*WHAT IS BEING ASKED*
Check the records below line by line, and report how many lines include the string "outline". No other words are needed.

*DATA EXTRACTS*
□ □ □

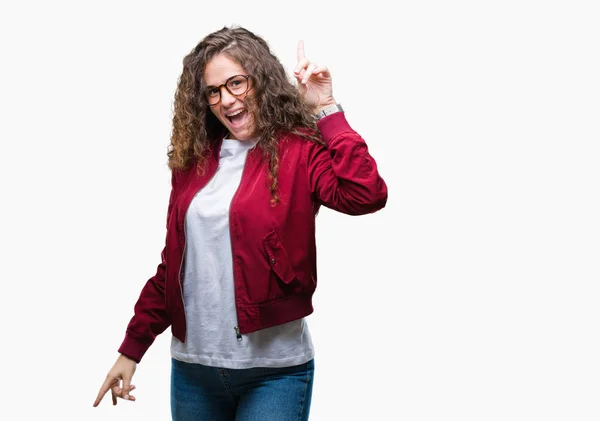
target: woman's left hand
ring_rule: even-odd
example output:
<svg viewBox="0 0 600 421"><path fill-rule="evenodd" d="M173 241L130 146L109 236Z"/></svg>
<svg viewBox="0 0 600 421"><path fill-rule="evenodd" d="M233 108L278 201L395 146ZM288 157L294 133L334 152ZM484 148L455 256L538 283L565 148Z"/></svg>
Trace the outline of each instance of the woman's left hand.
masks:
<svg viewBox="0 0 600 421"><path fill-rule="evenodd" d="M331 73L327 66L311 63L304 55L304 41L298 41L298 63L294 69L298 91L304 101L314 108L315 113L328 105L335 104Z"/></svg>

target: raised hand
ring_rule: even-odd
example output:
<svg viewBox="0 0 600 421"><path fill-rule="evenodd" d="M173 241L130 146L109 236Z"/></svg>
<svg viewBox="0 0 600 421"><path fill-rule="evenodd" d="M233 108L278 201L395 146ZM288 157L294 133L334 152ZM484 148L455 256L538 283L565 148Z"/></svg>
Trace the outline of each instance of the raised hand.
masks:
<svg viewBox="0 0 600 421"><path fill-rule="evenodd" d="M302 40L298 41L298 63L294 69L294 77L298 81L300 95L315 112L335 104L333 83L327 66L311 63L306 58Z"/></svg>

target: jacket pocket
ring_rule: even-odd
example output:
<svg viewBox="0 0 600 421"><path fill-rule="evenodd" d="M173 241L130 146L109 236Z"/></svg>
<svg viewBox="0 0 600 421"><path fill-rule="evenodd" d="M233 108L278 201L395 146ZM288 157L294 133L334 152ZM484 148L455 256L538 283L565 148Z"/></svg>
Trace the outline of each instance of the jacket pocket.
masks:
<svg viewBox="0 0 600 421"><path fill-rule="evenodd" d="M269 257L269 264L271 269L281 281L285 284L289 284L296 279L296 274L288 255L283 247L277 231L271 231L263 240L265 251Z"/></svg>

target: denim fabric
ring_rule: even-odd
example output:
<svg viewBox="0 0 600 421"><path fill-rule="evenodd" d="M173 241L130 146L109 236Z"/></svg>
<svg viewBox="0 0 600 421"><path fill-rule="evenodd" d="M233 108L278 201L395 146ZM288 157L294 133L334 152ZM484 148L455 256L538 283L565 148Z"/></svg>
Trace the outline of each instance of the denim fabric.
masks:
<svg viewBox="0 0 600 421"><path fill-rule="evenodd" d="M172 359L173 421L307 421L314 360L282 368L227 369Z"/></svg>

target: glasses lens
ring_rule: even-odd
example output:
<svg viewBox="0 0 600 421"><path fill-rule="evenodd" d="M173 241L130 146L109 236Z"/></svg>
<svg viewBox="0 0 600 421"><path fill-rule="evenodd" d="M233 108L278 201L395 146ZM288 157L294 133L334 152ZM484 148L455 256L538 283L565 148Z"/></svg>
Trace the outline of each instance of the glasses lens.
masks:
<svg viewBox="0 0 600 421"><path fill-rule="evenodd" d="M221 86L210 87L204 91L204 97L208 105L217 105L221 101ZM237 75L227 80L225 85L227 90L232 95L241 95L248 90L248 78L246 76Z"/></svg>
<svg viewBox="0 0 600 421"><path fill-rule="evenodd" d="M244 76L234 76L227 81L227 89L233 95L241 95L248 89L248 81Z"/></svg>
<svg viewBox="0 0 600 421"><path fill-rule="evenodd" d="M221 100L221 92L218 88L209 88L204 91L204 97L208 105L215 105Z"/></svg>

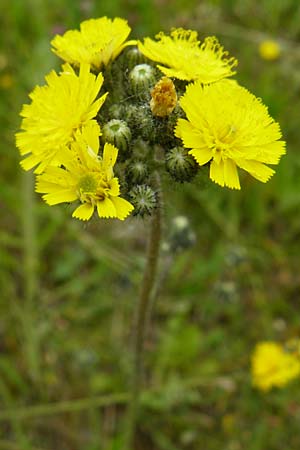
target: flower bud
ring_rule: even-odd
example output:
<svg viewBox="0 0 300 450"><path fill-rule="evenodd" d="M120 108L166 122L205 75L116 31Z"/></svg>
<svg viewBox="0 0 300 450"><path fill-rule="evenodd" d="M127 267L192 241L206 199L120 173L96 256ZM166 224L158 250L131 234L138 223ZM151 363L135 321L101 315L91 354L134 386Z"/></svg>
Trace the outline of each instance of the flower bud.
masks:
<svg viewBox="0 0 300 450"><path fill-rule="evenodd" d="M180 252L196 242L196 235L191 229L190 223L185 216L176 216L170 226L168 249L172 252Z"/></svg>
<svg viewBox="0 0 300 450"><path fill-rule="evenodd" d="M132 142L132 156L134 158L145 160L152 153L152 145L149 145L149 143L144 141L143 139L138 138L134 142Z"/></svg>
<svg viewBox="0 0 300 450"><path fill-rule="evenodd" d="M147 165L140 160L130 161L126 168L126 181L128 184L143 184L147 180L149 170Z"/></svg>
<svg viewBox="0 0 300 450"><path fill-rule="evenodd" d="M173 81L162 77L151 91L150 108L152 114L166 117L171 114L177 104L177 93Z"/></svg>
<svg viewBox="0 0 300 450"><path fill-rule="evenodd" d="M155 122L148 105L130 104L126 107L124 118L134 137L150 141L155 133Z"/></svg>
<svg viewBox="0 0 300 450"><path fill-rule="evenodd" d="M150 91L156 83L156 70L149 64L138 64L129 73L130 93L141 101L150 101Z"/></svg>
<svg viewBox="0 0 300 450"><path fill-rule="evenodd" d="M120 98L124 97L124 73L120 70L120 65L117 60L110 62L105 67L103 77L104 92L109 92L106 104L113 105L114 103L119 102Z"/></svg>
<svg viewBox="0 0 300 450"><path fill-rule="evenodd" d="M132 70L134 66L138 64L143 64L146 61L143 53L139 51L137 47L129 47L126 52L122 55L124 62L124 67Z"/></svg>
<svg viewBox="0 0 300 450"><path fill-rule="evenodd" d="M122 103L113 104L108 110L110 119L123 119L125 106Z"/></svg>
<svg viewBox="0 0 300 450"><path fill-rule="evenodd" d="M133 215L135 216L149 216L157 205L157 193L146 184L139 184L132 188L129 197L134 206Z"/></svg>
<svg viewBox="0 0 300 450"><path fill-rule="evenodd" d="M185 115L178 104L168 116L153 116L154 132L152 133L152 142L159 140L160 145L166 149L178 145L179 141L174 135L174 129L180 117L185 117Z"/></svg>
<svg viewBox="0 0 300 450"><path fill-rule="evenodd" d="M183 147L174 147L166 155L166 169L179 183L191 181L198 171L195 159Z"/></svg>
<svg viewBox="0 0 300 450"><path fill-rule="evenodd" d="M128 154L131 131L124 120L112 119L102 127L102 141L109 142L119 149L119 155Z"/></svg>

□ □ □

*RESPONSE TO THIS TASK*
6